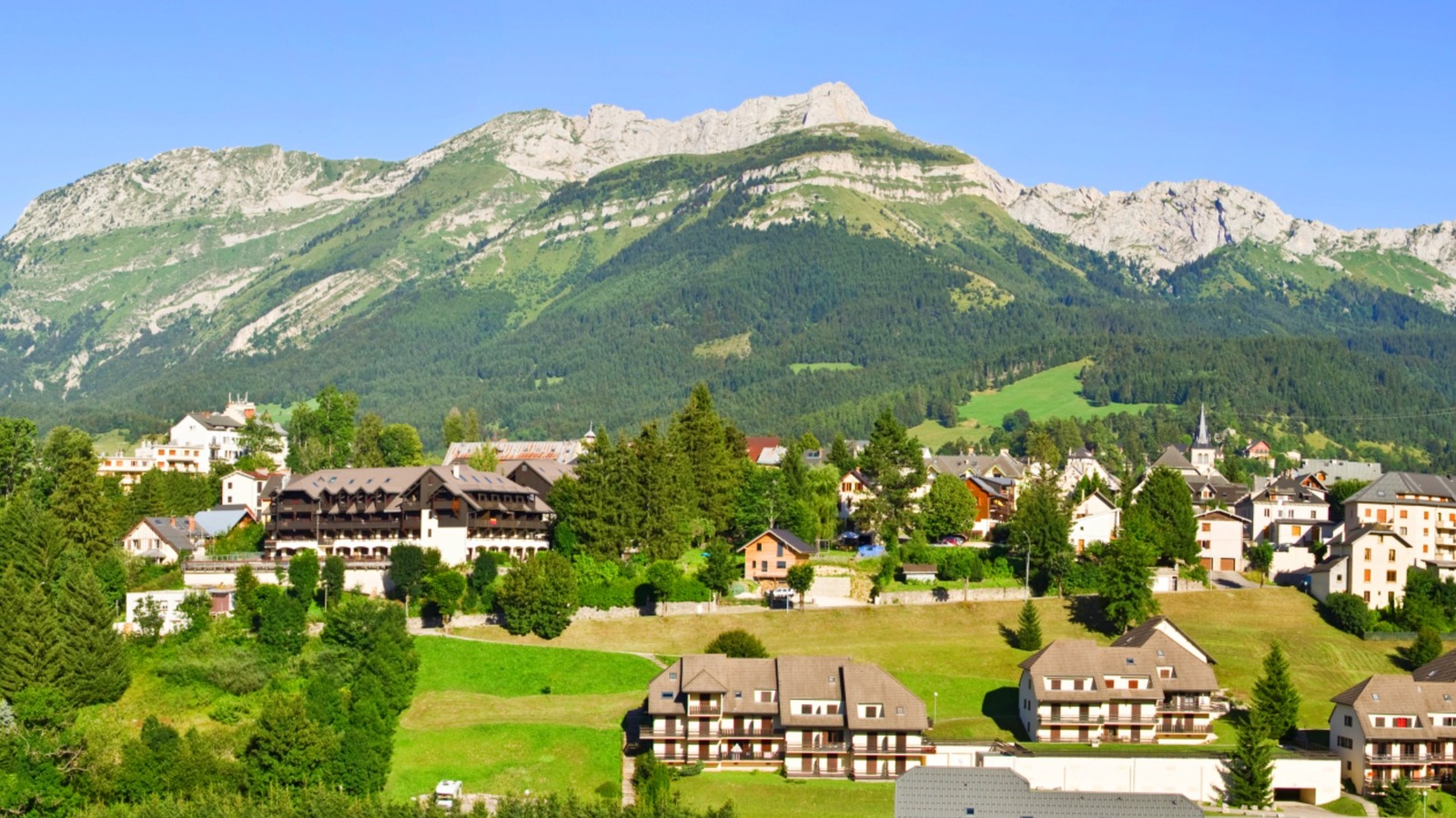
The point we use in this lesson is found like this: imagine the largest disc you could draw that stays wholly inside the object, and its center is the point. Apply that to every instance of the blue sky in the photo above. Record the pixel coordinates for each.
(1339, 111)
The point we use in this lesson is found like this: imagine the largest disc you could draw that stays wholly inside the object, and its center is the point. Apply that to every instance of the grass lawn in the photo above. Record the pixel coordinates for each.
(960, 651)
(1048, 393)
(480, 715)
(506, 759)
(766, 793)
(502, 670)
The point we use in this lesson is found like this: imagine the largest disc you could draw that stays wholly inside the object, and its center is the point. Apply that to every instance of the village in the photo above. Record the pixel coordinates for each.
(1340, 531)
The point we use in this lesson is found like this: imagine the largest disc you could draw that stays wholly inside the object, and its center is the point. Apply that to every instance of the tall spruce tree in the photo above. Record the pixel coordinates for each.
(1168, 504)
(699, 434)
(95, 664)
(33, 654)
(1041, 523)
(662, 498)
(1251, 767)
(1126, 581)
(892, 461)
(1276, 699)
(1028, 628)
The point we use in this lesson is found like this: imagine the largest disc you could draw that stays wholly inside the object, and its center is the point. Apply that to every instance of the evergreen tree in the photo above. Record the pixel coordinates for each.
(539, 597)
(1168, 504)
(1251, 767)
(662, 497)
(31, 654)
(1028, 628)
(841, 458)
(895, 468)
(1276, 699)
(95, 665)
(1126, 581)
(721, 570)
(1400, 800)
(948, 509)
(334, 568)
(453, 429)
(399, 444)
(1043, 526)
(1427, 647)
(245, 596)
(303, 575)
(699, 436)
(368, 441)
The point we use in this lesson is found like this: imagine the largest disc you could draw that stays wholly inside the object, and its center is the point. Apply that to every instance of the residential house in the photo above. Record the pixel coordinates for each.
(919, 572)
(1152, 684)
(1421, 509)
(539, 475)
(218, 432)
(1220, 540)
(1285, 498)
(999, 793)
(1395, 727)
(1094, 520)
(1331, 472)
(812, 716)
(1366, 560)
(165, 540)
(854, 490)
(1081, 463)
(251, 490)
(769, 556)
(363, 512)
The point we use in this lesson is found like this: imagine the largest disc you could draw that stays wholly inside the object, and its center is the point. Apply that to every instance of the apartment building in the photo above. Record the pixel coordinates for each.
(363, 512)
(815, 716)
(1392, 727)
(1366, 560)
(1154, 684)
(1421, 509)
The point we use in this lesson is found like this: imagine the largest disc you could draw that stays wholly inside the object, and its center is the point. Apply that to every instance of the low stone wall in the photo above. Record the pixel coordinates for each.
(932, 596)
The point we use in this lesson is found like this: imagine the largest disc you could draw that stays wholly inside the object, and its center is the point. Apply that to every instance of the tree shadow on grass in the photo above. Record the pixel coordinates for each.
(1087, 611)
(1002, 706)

• • •

▶ WORK REQUEST
The material above must be printed exactly, with its pictures left out.

▶ EXPECTED ANSWER
The point we use in this lesson is found like this: imagine the largest disc you could draw that stays wholly inside the object, and its center is the point. Apply that to every instance of the blue sky in the photo above. Record the pixel coordinates for each.
(1339, 111)
The point we use in this lesson is found like this: imagine the largest disc you could draw that stays wholly inside the object, and its center is the point. Apply that to every instance of the grass lawn in the photo above. Record the pixel coordinates for each.
(960, 651)
(1048, 393)
(480, 715)
(506, 759)
(766, 793)
(502, 670)
The point we use in this lesson is found like this: imagine the largest disc you could draw that stays wholly inside the object, and its center is the point. Apply that to every instance of the village in the photo above. Record the pixel coordinates for each.
(1340, 531)
The point we use in this lesson is found like this: imagine the largest disc you could draw that stays wholly inside the object, and its center is the point. Apply that to every instance of the tall spruce tree in the photo above. Record the pixel coordinates for each.
(1168, 504)
(699, 434)
(95, 664)
(33, 654)
(1041, 523)
(662, 498)
(1251, 767)
(1126, 581)
(892, 461)
(1276, 699)
(1028, 628)
The point we use in this lesson is found like this: imagine the largest disc you could draw that stays wholly inside the object, and its center is the point. Apply that to every instance of the evergreen tree in the photo above. Record the pixel coordinates for each.
(539, 597)
(1168, 504)
(1251, 767)
(662, 497)
(31, 654)
(1028, 628)
(841, 458)
(895, 468)
(1276, 699)
(95, 665)
(1126, 581)
(721, 570)
(1400, 800)
(948, 509)
(334, 568)
(453, 429)
(399, 444)
(1043, 526)
(1427, 647)
(245, 596)
(303, 575)
(699, 436)
(368, 441)
The point we use in this lesson is found like this: imagine the largest disc you could draw that stays wholly inside the object, and its center is the point. Apply that to every instance of the residential house in the photo above. Record the pixel coordinates for each.
(919, 572)
(1152, 684)
(1421, 509)
(539, 475)
(218, 432)
(1220, 540)
(1285, 498)
(999, 793)
(1395, 727)
(1094, 520)
(1331, 472)
(812, 716)
(1366, 560)
(165, 540)
(854, 490)
(1081, 463)
(251, 490)
(769, 556)
(363, 512)
The point we use in this lesson is found like this: imagine the largest disc you could draw that stays wholly inside the object, and its center is the point. Apply that to every instance of the apartment building in the photo above. Record the pixel coordinates for each.
(363, 512)
(815, 716)
(1392, 727)
(1366, 560)
(1154, 684)
(1421, 509)
The point we use in this lesson is found like this: imagine the largest disc you could draw that stays wholly inside the object, and its center is the point. Apply that to every instance of the low stone wall in the photo above. Record the pixel coordinates for each.
(932, 596)
The point we use in this lesson is found like this: imagine the largest disc you could draw that stays wholly inside the object, and its center is the point. Apply that to every instance of the tree shadow on grass in the photo above. Record the pixel coordinates for each.
(1087, 611)
(1002, 706)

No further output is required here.